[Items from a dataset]
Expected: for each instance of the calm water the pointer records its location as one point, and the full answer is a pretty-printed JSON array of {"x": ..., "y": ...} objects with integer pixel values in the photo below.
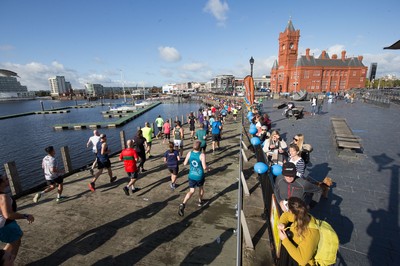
[{"x": 23, "y": 139}]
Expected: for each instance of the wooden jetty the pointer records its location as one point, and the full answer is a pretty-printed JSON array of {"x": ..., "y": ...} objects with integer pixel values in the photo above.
[{"x": 120, "y": 122}]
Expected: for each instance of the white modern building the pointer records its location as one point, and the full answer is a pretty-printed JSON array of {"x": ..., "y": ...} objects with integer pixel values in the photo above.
[
  {"x": 57, "y": 86},
  {"x": 11, "y": 88}
]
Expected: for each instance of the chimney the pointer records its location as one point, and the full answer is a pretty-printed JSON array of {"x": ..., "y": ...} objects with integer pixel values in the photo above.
[{"x": 343, "y": 55}]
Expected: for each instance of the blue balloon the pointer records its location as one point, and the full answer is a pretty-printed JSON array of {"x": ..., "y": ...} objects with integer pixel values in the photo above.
[
  {"x": 260, "y": 168},
  {"x": 253, "y": 130},
  {"x": 255, "y": 141},
  {"x": 276, "y": 169}
]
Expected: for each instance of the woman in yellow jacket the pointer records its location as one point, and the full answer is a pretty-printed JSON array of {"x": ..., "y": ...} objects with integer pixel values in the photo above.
[{"x": 301, "y": 241}]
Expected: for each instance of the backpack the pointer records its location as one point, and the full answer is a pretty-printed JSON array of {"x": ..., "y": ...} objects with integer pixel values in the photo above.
[{"x": 328, "y": 244}]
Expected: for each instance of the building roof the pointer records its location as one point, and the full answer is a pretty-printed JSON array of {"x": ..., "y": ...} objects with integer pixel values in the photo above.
[
  {"x": 290, "y": 26},
  {"x": 395, "y": 46},
  {"x": 312, "y": 61},
  {"x": 8, "y": 73}
]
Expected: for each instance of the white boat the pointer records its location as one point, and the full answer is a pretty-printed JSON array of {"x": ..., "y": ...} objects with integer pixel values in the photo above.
[{"x": 122, "y": 107}]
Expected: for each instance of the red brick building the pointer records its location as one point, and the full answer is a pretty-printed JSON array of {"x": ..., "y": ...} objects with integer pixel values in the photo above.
[{"x": 290, "y": 73}]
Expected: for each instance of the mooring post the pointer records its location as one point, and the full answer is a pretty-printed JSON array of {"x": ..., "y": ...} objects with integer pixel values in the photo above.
[
  {"x": 122, "y": 138},
  {"x": 66, "y": 159},
  {"x": 12, "y": 173}
]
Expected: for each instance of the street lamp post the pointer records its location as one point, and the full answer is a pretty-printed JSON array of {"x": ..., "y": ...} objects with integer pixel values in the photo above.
[{"x": 251, "y": 66}]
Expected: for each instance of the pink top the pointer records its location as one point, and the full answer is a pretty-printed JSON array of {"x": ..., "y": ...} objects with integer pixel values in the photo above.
[{"x": 167, "y": 128}]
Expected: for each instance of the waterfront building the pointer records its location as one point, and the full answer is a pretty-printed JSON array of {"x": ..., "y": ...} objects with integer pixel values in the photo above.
[
  {"x": 57, "y": 86},
  {"x": 372, "y": 71},
  {"x": 11, "y": 88},
  {"x": 291, "y": 73}
]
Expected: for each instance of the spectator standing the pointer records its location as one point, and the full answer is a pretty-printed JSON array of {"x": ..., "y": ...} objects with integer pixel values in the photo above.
[
  {"x": 10, "y": 232},
  {"x": 52, "y": 174}
]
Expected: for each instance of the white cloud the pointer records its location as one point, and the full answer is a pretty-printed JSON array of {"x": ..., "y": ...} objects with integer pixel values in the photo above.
[
  {"x": 6, "y": 47},
  {"x": 218, "y": 9},
  {"x": 169, "y": 54},
  {"x": 193, "y": 67}
]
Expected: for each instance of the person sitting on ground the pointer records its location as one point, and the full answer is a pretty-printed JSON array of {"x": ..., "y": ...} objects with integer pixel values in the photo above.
[
  {"x": 275, "y": 148},
  {"x": 289, "y": 185},
  {"x": 302, "y": 238},
  {"x": 294, "y": 157}
]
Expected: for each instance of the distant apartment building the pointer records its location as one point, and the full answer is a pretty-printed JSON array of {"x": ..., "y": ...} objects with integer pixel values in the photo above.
[
  {"x": 291, "y": 73},
  {"x": 372, "y": 71},
  {"x": 94, "y": 90},
  {"x": 57, "y": 86}
]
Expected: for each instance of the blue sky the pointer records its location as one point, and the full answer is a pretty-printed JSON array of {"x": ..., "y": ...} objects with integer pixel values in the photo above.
[{"x": 156, "y": 42}]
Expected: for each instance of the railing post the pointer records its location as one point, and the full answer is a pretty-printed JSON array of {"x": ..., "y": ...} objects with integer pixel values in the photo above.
[
  {"x": 122, "y": 138},
  {"x": 66, "y": 159},
  {"x": 12, "y": 173}
]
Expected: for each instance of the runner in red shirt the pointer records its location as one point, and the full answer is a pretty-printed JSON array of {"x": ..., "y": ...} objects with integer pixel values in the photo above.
[{"x": 129, "y": 156}]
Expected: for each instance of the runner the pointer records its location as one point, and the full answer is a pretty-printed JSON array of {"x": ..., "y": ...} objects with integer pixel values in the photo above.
[
  {"x": 167, "y": 131},
  {"x": 198, "y": 165},
  {"x": 129, "y": 156},
  {"x": 103, "y": 161},
  {"x": 191, "y": 122},
  {"x": 93, "y": 141},
  {"x": 141, "y": 146},
  {"x": 159, "y": 122},
  {"x": 178, "y": 137},
  {"x": 148, "y": 135},
  {"x": 216, "y": 128},
  {"x": 52, "y": 175},
  {"x": 171, "y": 158}
]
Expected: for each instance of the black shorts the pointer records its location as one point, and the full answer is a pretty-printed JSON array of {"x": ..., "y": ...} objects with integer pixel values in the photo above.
[
  {"x": 174, "y": 170},
  {"x": 101, "y": 165},
  {"x": 216, "y": 137},
  {"x": 59, "y": 180},
  {"x": 133, "y": 175}
]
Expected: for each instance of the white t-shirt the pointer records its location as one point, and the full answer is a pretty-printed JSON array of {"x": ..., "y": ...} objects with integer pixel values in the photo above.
[
  {"x": 48, "y": 164},
  {"x": 94, "y": 140}
]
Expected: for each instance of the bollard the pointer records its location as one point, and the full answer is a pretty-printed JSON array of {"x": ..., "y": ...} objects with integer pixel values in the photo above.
[
  {"x": 122, "y": 138},
  {"x": 12, "y": 173},
  {"x": 66, "y": 159},
  {"x": 152, "y": 127}
]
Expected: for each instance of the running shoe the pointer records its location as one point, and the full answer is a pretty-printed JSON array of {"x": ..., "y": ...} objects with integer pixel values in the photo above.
[
  {"x": 37, "y": 197},
  {"x": 135, "y": 189},
  {"x": 92, "y": 186},
  {"x": 61, "y": 198},
  {"x": 126, "y": 190},
  {"x": 181, "y": 211}
]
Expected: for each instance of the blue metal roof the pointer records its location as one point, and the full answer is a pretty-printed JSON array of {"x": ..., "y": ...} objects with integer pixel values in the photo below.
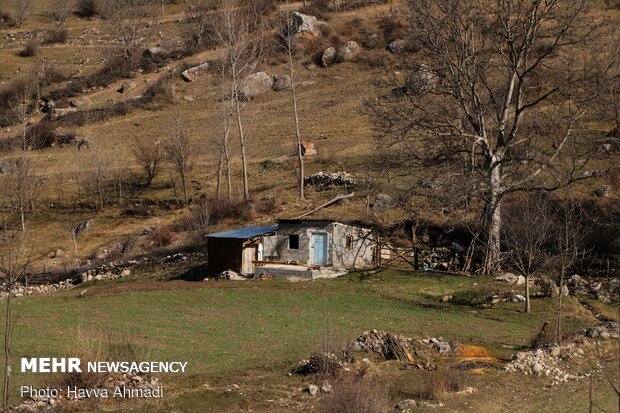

## Exercise
Reproduce each line of the records exactly and exclude any images.

## Your solution
Expected: for each instance of the calm water the pointer records its location as one point, and the full answer is a pretty-printed JSON array of {"x": ..., "y": ...} objects with integer pixel values in the photo below.
[{"x": 23, "y": 139}]
Expected: for each instance of the wooden jetty the pointer records its location as one point, and the full answer is a pretty-printed JSON array of {"x": ..., "y": ...} objects with integer pixel values in the photo above.
[{"x": 120, "y": 122}]
Expected: for each instance of the white modern building the pointer records its location as one point, and the full answer is a pretty-printed JSON array of {"x": ..., "y": ...} objects with integer pixel values in the photo above.
[
  {"x": 57, "y": 86},
  {"x": 11, "y": 88}
]
Expected: for each instance of the chimney the pointer records its location as one point, and the full answer is a pretty-printed JSON array of {"x": ..., "y": ...} objects with integer pixel values in the photo above.
[{"x": 343, "y": 55}]
Expected: for each instance of the blue balloon the pointer records its location as one point, and the full answer is a pretty-printed JSON array of {"x": ..., "y": ...} objects with integer pixel values in the photo above.
[
  {"x": 260, "y": 168},
  {"x": 253, "y": 130},
  {"x": 255, "y": 141},
  {"x": 276, "y": 169}
]
Expected: for each instance of the woman in yellow jacket the pointer records its location as one point, and the full answer is a pretty-printed JSON array of {"x": ..., "y": ...} objects with integer pixel values in the photo above.
[{"x": 301, "y": 241}]
Expected: for each instance of the backpack the pointer records its location as one point, and the full answer is a pretty-printed JSON array of {"x": ..., "y": ...} objects with integer pixel values in the photo above.
[{"x": 328, "y": 244}]
Expected: for each instance of the building roof the pointer records its location as one point, and the full answer is a pretty-printed JSON array of {"x": ..., "y": ...} objects with integer pixel values in the photo above.
[
  {"x": 290, "y": 26},
  {"x": 395, "y": 46},
  {"x": 312, "y": 61},
  {"x": 8, "y": 73}
]
Expected: for each instance of the white boat the pointer records its location as one point, and the full answer is a pretty-printed JSON array of {"x": ..., "y": ...} objects with integer pixel values in the photo above.
[{"x": 122, "y": 107}]
Expected: for each instance of the red brick building the pointer records its location as one point, and the full answer is a pretty-printed JSON array of {"x": ..., "y": ...} objects with integer pixel values in the photo above.
[{"x": 290, "y": 73}]
Expected: for each instance of the mooring post the pointer records its location as one point, and the full answer is a pretty-printed JSON array of {"x": ..., "y": ...} objects with integer pixel values in the photo above.
[
  {"x": 122, "y": 138},
  {"x": 66, "y": 159},
  {"x": 12, "y": 173}
]
Expected: for each instance of the street lamp post the pointer records its location as one point, and the full answer is a pretty-printed JSON array of {"x": ..., "y": ...} objects with integer pixel values in the photo above.
[{"x": 251, "y": 66}]
Expected: for each instance of the pink top the pointer records its location as one point, and the full answer is a pretty-printed JSON array of {"x": ..., "y": ...} objects with integer pixel values in the photo above.
[{"x": 167, "y": 128}]
Expected: for each instance of the waterfront building the pointer records its location as one point, and the full answer is a pretty-printed JSON array of {"x": ..., "y": ...} objects with integer pixel values in the photo above.
[
  {"x": 57, "y": 86},
  {"x": 372, "y": 71},
  {"x": 11, "y": 88},
  {"x": 291, "y": 73}
]
Expected: for each instance of the spectator standing the pointer records its location as one point, and the full answer is a pretty-printed JSON array of {"x": ..., "y": ...} objects with integer pixel values in the photo above.
[
  {"x": 10, "y": 232},
  {"x": 52, "y": 174}
]
Expected: for each instance of the white cloud the pointer records its location as one point, and the full answer is a pretty-printed JSON array of {"x": ..., "y": ...} objects with integer pixel values in the photo above.
[
  {"x": 6, "y": 47},
  {"x": 218, "y": 9},
  {"x": 169, "y": 54},
  {"x": 193, "y": 67}
]
Expected: for each instance of the person sitting on ground the pointer records its location as one point, and the full answer is a pretty-printed JSON array of {"x": ..., "y": ...} objects with integer pixel values in the photo above.
[
  {"x": 275, "y": 148},
  {"x": 289, "y": 185},
  {"x": 302, "y": 238},
  {"x": 294, "y": 157}
]
Expected: for each instance of the distant apartment building the pointer records its location as one point, and the full answer is a pretty-printed JSON array of {"x": ..., "y": ...} objects with integer pixel values in the photo above.
[
  {"x": 291, "y": 73},
  {"x": 372, "y": 71},
  {"x": 94, "y": 90},
  {"x": 57, "y": 86}
]
Expected: for each instance of the blue sky the pointer records its location as one point, and the full answer is a pretty-printed JSON array of {"x": ..., "y": ...} objects with integer pixel values in the photo above.
[{"x": 156, "y": 42}]
Expected: for each instance of the railing post the pointer records its location as one point, and the full answer is a pretty-printed JSON array of {"x": ..., "y": ...} objects with integer pixel values in the photo above.
[
  {"x": 122, "y": 138},
  {"x": 66, "y": 159},
  {"x": 12, "y": 173}
]
Expected: for each instance of the runner in red shirt the pointer records its location as one point, and the full answer is a pretty-printed JSON array of {"x": ..., "y": ...} objects with integer pixel values in the photo above.
[{"x": 129, "y": 156}]
Expected: for each instance of the runner the pointer records its location as one point, and the full answer is a pretty-printed JSON array of {"x": ..., "y": ...} objects with integer pixel values in the photo above.
[
  {"x": 167, "y": 131},
  {"x": 198, "y": 165},
  {"x": 129, "y": 156},
  {"x": 103, "y": 161},
  {"x": 191, "y": 122},
  {"x": 93, "y": 141},
  {"x": 141, "y": 146},
  {"x": 159, "y": 122},
  {"x": 178, "y": 137},
  {"x": 148, "y": 135},
  {"x": 216, "y": 128},
  {"x": 52, "y": 175},
  {"x": 171, "y": 158}
]
Expected: for each instance of the black shorts the pointer records its location as one point, and the full answer is a pretty-printed JSON array of {"x": ..., "y": ...} objects with integer pixel values in the photo above.
[
  {"x": 174, "y": 170},
  {"x": 101, "y": 165},
  {"x": 216, "y": 137},
  {"x": 59, "y": 180},
  {"x": 133, "y": 175}
]
Expected: for each instance of the white t-shirt the pointer records its location as one point, and the full answer is a pretty-printed JSON array of {"x": ..., "y": ...} objects with integer pixel values in the photo above.
[
  {"x": 48, "y": 164},
  {"x": 94, "y": 140}
]
Expected: for each instance of the bollard the pointer records its location as one point, and the full answer is a pretty-printed JSON array of {"x": ..., "y": ...} objects with integer pixel values in the photo above.
[
  {"x": 122, "y": 138},
  {"x": 12, "y": 173},
  {"x": 66, "y": 159},
  {"x": 152, "y": 127}
]
Expected: for each instance of the running shoe the pointer records its location as one point, and the full answer is a pretty-printed JSON array of {"x": ..., "y": ...} objects with integer pixel values in the photo above.
[
  {"x": 37, "y": 197},
  {"x": 135, "y": 189},
  {"x": 92, "y": 186},
  {"x": 61, "y": 198},
  {"x": 126, "y": 190},
  {"x": 181, "y": 211}
]
Expected: for each instance of the blue metal roof the pointer records its location as one point, and the full answer is a pretty-printed JSON array of {"x": ..., "y": ...} objects with integer pixel values in the photo below.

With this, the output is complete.